L’aspetto qualificante, però, era che le associazioni dovevano riservare le proprie attività turistiche agli associati e non rivolgerle al mercato e all’insieme dei consumatori/turisti. L’intento di tale disposizione era chiara: evitare i pericoli di concorrenza illecita fra le attività esercitate dagli imprenditori regolarmente autorizzati (gli albergatori, le agenzie di viaggio, ecc.) e quelle permesse alle associazioni. Ma è altrettanto evidente che era facilmente aggirabile: bastava che una persona decidesse d’associarsi al momento di aderire ad un’iniziativa turistica messa in piedi da un’associazione.
Per questo alcune Regioni, perché la competenza è loro, hanno stabilito un periodo minimo d’iscrizione per usufruire dei servizi offerti dalle associazioni, mentre le altre hanno previsto per le associazioni, che svolgono in modo continuativo attività turistiche per gli associati, l’obbligo d’iscrizione in un apposito albo.
Le Strutture per l’ospitalità collettiva: case per ferie, ostelli, rifugi
Le case per ferie e gli ostelli sono strutture ricettive tradizionalmente destinate a soddisfare le esigenze del turismo sociale.
Le case per ferie si caratterizzano per essere alloggi attrezzati “per il soggiorno di persone o gruppi e gestiti, al di fuori dei normali canali commerciali, da enti pubblici, associazioni o enti religiosi operanti senza fine di lucro per il conseguimento di finalità sociali, culturali, assistenziali, religiose o sportive, nonché da enti o aziende per il soggiorno dei propri dipendenti e loro familiari”(art.6 della legge n. 217).
Gli ostelli si qualificano per essere strutture attrezzate per il soggiorno e il pernottamento dei giovani.
Spetta alle leggi regionali stabilire la disciplina amministrativa di entrambi i tipi di alloggio. In genere, le leggi regionali prevedono per l’esercizio dell’attività ricettiva un’autorizzazione del Comune dove è ubicata la struttura.
Non hanno una classificazione ufficiale. Devono però possedere dei requisiti minimi per avviare l’attività, relativi ad esempio alle dimensioni dei locali, ai servizi igienici, all’arredamento delle camere, alla sicurezza della struttura, ecc.; nonché disporre di attrezzature per il pronto soccorso, telefono per gli ospiti e altre donazioni minime.

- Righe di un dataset
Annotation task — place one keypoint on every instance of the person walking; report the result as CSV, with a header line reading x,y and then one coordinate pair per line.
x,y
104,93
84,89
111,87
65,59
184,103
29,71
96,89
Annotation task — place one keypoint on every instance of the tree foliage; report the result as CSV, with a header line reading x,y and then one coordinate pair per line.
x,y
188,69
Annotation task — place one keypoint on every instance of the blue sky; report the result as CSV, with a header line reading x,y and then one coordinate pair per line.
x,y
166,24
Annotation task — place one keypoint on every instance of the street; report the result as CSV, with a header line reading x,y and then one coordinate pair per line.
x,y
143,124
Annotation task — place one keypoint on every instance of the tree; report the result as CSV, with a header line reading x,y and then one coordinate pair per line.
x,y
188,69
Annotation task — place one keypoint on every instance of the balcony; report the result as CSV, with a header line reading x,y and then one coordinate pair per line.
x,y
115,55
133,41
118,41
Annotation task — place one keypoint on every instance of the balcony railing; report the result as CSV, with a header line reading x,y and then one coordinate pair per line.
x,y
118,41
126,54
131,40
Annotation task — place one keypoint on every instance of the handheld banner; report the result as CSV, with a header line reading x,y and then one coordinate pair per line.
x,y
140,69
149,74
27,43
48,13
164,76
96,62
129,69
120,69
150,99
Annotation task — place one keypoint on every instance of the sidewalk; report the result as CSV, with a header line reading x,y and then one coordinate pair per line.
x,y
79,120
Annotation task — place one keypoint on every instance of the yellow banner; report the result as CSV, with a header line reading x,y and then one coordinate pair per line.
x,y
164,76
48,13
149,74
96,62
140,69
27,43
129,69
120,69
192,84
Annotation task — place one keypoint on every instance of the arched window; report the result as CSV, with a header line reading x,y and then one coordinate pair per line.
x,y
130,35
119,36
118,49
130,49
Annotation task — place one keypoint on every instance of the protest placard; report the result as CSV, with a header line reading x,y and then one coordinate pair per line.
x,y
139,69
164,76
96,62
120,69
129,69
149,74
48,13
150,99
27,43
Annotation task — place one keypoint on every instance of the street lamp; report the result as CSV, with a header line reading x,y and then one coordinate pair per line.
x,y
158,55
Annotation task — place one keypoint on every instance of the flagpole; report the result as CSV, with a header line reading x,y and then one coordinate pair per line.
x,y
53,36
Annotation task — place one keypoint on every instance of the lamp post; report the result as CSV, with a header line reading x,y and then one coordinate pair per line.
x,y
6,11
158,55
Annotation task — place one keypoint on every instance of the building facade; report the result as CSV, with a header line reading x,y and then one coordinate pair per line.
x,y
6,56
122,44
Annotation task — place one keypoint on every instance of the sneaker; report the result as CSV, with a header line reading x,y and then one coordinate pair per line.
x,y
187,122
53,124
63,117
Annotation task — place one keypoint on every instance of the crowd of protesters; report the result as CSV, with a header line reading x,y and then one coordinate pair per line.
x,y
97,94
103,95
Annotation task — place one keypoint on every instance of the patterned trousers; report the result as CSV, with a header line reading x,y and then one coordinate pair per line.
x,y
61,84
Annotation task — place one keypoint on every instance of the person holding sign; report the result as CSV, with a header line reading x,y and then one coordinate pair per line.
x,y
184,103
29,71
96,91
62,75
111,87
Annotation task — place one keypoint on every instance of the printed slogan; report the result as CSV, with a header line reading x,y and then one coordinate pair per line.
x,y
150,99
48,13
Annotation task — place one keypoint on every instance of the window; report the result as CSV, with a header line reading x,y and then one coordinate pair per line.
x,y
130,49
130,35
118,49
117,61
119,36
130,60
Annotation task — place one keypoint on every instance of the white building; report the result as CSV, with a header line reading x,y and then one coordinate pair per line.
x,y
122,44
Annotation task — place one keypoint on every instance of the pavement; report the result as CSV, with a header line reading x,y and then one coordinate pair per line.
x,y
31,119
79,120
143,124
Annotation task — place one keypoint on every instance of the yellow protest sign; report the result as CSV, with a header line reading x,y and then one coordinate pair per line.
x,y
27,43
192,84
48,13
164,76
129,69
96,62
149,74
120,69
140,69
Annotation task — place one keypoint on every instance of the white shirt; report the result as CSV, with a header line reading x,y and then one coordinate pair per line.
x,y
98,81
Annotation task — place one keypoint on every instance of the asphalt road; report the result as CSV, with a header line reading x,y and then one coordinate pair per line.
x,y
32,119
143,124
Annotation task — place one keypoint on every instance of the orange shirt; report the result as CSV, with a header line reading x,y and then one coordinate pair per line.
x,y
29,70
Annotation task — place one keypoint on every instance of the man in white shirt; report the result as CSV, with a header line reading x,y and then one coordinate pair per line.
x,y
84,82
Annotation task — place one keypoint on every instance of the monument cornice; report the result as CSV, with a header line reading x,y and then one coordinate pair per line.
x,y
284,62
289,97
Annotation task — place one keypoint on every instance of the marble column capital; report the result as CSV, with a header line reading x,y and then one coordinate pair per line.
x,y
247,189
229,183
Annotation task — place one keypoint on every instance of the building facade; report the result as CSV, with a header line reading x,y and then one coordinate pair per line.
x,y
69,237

- COSA FARE
Prosegui, per favore, il testo sul turismo sociale e sulle strutture ricettive collettive, ripartendo subito dopo l'ultima frase riportata.

- RISULTATO DELL'ESERCIZIO
Ciò che accomuna queste due forme di ricettività è che la gestione è affidata ad associazioni senza scopo di lucro, quindi sono prive del carattere d’impresa e la loro attività può svolgersi esclusivamente in ambito associativo, a favore degli iscritti, con le libertà previste per le associazioni.
Va aggiunto che gli ostelli possono anche essere gestiti in forma imprenditoriale. In tal caso l’autorizzazione ad iniziare l’attività ricettiva è subordinata all’iscrizione al registro delle imprese presso le Camere di commercio, industria e artigianato.
I prezzi possono essere decisi liberamente ma allo scopo di renderli trasparenti, devono essere comunicati alle Regioni o agli enti da queste delegati: Comune e Provincia. La comunicazione deve essere fatta due volte all’anno, entro il 1° marzo e il 1° ottobre, e riguarda sia i prezzi massimi che quelli minimi. Devono essere rispettati.
Le tariffe praticate devono essere esposte in modo ben visibile in luoghi accessibili alla clientela (reception).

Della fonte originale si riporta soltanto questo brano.